Request
Transcribe, word for word, the line containing "the black shorts" and each line following it through the end of the listing below. Omit all other lines.

Pointing dataset records:
━━━

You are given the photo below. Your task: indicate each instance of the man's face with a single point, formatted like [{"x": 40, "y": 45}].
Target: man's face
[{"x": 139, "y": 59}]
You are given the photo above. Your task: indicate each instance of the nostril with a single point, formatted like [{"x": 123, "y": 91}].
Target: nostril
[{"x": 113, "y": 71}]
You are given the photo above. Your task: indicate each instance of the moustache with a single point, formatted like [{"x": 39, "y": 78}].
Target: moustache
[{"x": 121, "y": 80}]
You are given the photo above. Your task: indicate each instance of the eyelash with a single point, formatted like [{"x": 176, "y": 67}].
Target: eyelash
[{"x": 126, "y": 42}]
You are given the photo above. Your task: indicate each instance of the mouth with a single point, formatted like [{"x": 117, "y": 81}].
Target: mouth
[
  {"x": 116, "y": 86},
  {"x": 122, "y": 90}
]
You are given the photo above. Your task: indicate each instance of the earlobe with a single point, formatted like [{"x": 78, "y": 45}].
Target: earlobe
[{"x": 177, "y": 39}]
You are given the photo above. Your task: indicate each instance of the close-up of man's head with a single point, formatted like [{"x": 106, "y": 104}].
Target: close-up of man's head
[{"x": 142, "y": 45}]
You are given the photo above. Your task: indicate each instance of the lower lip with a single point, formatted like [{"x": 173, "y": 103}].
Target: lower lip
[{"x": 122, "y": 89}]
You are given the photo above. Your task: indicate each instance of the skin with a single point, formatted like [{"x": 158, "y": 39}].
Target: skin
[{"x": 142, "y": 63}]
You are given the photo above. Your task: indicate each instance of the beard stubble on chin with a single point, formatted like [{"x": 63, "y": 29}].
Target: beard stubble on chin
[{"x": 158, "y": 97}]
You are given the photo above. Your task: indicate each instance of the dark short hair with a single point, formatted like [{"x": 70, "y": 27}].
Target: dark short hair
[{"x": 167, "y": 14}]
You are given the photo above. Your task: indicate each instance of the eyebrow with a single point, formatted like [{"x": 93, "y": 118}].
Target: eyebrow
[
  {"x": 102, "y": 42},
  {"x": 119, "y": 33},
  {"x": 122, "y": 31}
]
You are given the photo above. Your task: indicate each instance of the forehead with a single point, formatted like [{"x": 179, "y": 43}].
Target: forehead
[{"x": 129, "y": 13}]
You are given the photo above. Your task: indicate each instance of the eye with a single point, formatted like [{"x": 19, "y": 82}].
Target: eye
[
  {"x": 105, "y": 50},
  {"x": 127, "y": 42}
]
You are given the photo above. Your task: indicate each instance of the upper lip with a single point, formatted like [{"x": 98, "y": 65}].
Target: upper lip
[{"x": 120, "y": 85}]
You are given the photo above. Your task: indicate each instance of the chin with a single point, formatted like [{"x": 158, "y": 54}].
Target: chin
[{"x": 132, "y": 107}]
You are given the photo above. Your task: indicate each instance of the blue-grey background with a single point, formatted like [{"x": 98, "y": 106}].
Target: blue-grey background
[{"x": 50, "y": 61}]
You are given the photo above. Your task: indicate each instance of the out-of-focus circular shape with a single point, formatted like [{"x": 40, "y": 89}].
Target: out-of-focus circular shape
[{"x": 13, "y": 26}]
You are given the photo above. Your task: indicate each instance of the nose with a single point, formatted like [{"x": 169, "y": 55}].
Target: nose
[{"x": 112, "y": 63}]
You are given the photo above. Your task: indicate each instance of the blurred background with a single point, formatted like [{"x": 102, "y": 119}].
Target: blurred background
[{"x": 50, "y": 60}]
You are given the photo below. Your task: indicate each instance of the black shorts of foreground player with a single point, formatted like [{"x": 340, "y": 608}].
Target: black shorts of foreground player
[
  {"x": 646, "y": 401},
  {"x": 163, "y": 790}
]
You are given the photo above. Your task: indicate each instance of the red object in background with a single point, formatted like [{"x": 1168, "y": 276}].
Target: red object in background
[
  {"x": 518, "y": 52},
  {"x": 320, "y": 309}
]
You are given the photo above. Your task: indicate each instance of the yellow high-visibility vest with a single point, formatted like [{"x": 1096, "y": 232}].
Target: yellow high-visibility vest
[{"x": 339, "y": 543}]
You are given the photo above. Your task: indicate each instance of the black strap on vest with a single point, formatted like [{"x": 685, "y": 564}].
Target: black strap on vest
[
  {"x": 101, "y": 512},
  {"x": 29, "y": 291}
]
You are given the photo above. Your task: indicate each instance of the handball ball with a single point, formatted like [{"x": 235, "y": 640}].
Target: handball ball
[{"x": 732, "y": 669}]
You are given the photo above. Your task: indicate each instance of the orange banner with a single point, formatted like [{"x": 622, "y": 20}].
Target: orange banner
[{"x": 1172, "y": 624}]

━━━

Result of this task
You are given the photo below. Your task: indicate each instance of the black shorts of foreground player with a single point, formatted like [{"x": 340, "y": 608}].
Target: black shorts of foreground player
[
  {"x": 646, "y": 401},
  {"x": 163, "y": 790}
]
You are given the photo above. Your task: indicate each instance of the red object in background with a single point, formatted like [{"x": 1168, "y": 276}].
Target: red object in background
[
  {"x": 518, "y": 52},
  {"x": 320, "y": 309}
]
You are given the photo above. Your task: indicate each instance of the yellow high-visibility vest with a single point, formatted like [{"x": 1096, "y": 232}].
Target: yellow high-visibility vest
[{"x": 339, "y": 543}]
You are given the photo above. Your task: indicate each instance of the black strap on vest with a single point, formatted like [{"x": 685, "y": 564}].
Target: black strap on vest
[
  {"x": 101, "y": 512},
  {"x": 29, "y": 291}
]
You are given the photo above. Your task: indicate each instance of the handball ball with a single point, formatted like [{"x": 235, "y": 640}].
Target: handball ball
[{"x": 732, "y": 669}]
You are given the photo above. Your task: indicate each instance of the orange banner with a single point, formatted like [{"x": 622, "y": 20}].
Target: orange banner
[{"x": 1172, "y": 624}]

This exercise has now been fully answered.